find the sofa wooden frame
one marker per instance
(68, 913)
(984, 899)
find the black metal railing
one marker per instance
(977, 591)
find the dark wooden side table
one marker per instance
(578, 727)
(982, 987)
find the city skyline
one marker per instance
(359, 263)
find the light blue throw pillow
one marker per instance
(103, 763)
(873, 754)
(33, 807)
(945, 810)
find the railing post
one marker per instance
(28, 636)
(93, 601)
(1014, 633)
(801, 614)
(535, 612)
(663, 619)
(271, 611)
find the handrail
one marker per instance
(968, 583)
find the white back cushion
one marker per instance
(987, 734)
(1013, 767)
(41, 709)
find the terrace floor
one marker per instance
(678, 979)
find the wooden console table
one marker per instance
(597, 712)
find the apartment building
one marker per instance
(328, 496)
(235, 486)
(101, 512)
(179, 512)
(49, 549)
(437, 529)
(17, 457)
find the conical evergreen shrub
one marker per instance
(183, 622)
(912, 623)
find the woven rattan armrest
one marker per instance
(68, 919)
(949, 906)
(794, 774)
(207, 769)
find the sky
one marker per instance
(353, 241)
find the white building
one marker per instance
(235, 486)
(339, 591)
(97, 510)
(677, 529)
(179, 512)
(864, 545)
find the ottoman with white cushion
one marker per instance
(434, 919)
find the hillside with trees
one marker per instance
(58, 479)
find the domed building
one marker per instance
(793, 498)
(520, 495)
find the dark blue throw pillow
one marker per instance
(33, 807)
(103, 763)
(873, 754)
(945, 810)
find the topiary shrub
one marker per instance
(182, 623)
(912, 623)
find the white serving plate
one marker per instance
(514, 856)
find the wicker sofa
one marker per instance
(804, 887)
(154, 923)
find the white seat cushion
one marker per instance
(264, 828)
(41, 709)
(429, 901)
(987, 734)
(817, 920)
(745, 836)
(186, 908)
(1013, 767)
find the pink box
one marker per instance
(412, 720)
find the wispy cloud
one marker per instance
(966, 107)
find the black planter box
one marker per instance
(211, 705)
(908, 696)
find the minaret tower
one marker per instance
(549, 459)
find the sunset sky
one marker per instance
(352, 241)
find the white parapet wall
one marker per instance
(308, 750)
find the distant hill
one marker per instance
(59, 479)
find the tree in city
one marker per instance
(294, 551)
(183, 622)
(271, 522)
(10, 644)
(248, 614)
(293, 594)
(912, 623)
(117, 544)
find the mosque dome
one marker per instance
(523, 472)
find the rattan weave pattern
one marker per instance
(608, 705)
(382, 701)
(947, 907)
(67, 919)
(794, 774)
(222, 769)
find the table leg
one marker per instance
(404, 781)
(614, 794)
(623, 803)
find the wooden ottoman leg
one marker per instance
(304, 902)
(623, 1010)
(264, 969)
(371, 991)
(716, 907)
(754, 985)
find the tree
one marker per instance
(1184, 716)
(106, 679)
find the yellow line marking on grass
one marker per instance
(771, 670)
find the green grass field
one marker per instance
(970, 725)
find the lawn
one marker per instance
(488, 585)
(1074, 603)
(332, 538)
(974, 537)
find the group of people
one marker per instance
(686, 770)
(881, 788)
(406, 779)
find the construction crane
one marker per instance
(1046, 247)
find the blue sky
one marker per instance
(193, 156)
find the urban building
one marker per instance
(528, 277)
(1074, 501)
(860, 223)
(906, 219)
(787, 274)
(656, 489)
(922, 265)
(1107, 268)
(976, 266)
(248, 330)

* **Exercise details**: Return all of the records above word for word, keeping every line unchanged and in the same order.

* **Task solution**:
find the sofa wooden frame
one marker per instance
(68, 913)
(984, 899)
find the black metal railing
one marker per instance
(977, 591)
find the dark wooden side table
one marker per instance
(578, 727)
(982, 987)
find the city skyline
one marker per instance
(359, 263)
find the light blue throw pillow
one marker per instance
(103, 763)
(873, 754)
(33, 807)
(945, 810)
find the railing post
one marker per instance
(28, 636)
(93, 601)
(1014, 633)
(801, 614)
(535, 612)
(663, 619)
(271, 611)
find the handrail
one marker per instance
(968, 583)
find the white back cushion
one marker per instance
(987, 734)
(1013, 767)
(41, 709)
find the terrace floor
one marker per instance
(678, 979)
find the wooden console table
one marker per instance
(597, 712)
find the apartment building
one marker per instance
(328, 496)
(235, 486)
(101, 512)
(179, 512)
(49, 549)
(437, 529)
(17, 457)
find the conical evergreen shrub
one marker per instance
(183, 622)
(912, 623)
find the woven rattan armrest
one marker per instance
(68, 919)
(949, 906)
(794, 774)
(207, 769)
find the sky
one marker per instance
(353, 241)
find the white building
one marker per instance
(235, 486)
(339, 591)
(97, 510)
(677, 529)
(179, 512)
(864, 545)
find the ottoman with white cushion
one marker per instance
(434, 919)
find the hillside with trees
one marker per instance
(58, 479)
find the domed building
one marker per instance
(793, 498)
(520, 495)
find the dark blue throw pillow
one marker per instance
(33, 807)
(103, 763)
(873, 754)
(945, 810)
find the topiary shrub
one marker per instance
(182, 623)
(912, 623)
find the white serving plate
one marker per instance
(514, 856)
find the wicker sofa
one marker per instance
(804, 887)
(154, 923)
find the white seat cushion
one marker per instance
(264, 828)
(41, 709)
(429, 901)
(987, 734)
(817, 920)
(745, 836)
(186, 908)
(1013, 767)
find the pink box
one marker per instance
(412, 720)
find the wispy cloud
one marker per instance
(966, 107)
find the black planter box
one marker per instance
(211, 705)
(908, 696)
find the minaret tower
one marker per instance
(549, 459)
find the sunset sky
one marker per instance
(352, 241)
find the white parapet wall
one marker per instance
(308, 750)
find the distant hill
one marker per instance
(59, 479)
find the tree in city
one marker per instance
(294, 551)
(183, 622)
(271, 522)
(10, 644)
(248, 614)
(293, 594)
(912, 623)
(117, 544)
find the mosque dome
one marker per instance
(523, 472)
find the rattan weave pattern
one marker per instance
(608, 705)
(382, 701)
(947, 907)
(67, 919)
(794, 774)
(222, 769)
find the table leg
one marker per instance
(404, 781)
(614, 794)
(623, 803)
find the wooden ottoman leg
one marker per instance
(304, 902)
(623, 1010)
(264, 969)
(371, 991)
(716, 907)
(754, 985)
find the tree
one marker per instance
(1184, 716)
(106, 679)
find the yellow line marking on grass
one marker per instance
(771, 670)
find the green grass field
one marker per instance
(970, 725)
find the lawn
one marker per instance
(488, 585)
(1074, 603)
(332, 538)
(974, 537)
find the group of people
one marker per instance
(686, 770)
(881, 788)
(406, 779)
find the construction crane
one marker per instance
(1046, 247)
find the blue sky
one marker per instance
(193, 156)
find the urban building
one marker per instance
(528, 277)
(1074, 501)
(860, 223)
(906, 219)
(787, 274)
(656, 489)
(922, 265)
(1107, 268)
(976, 266)
(248, 330)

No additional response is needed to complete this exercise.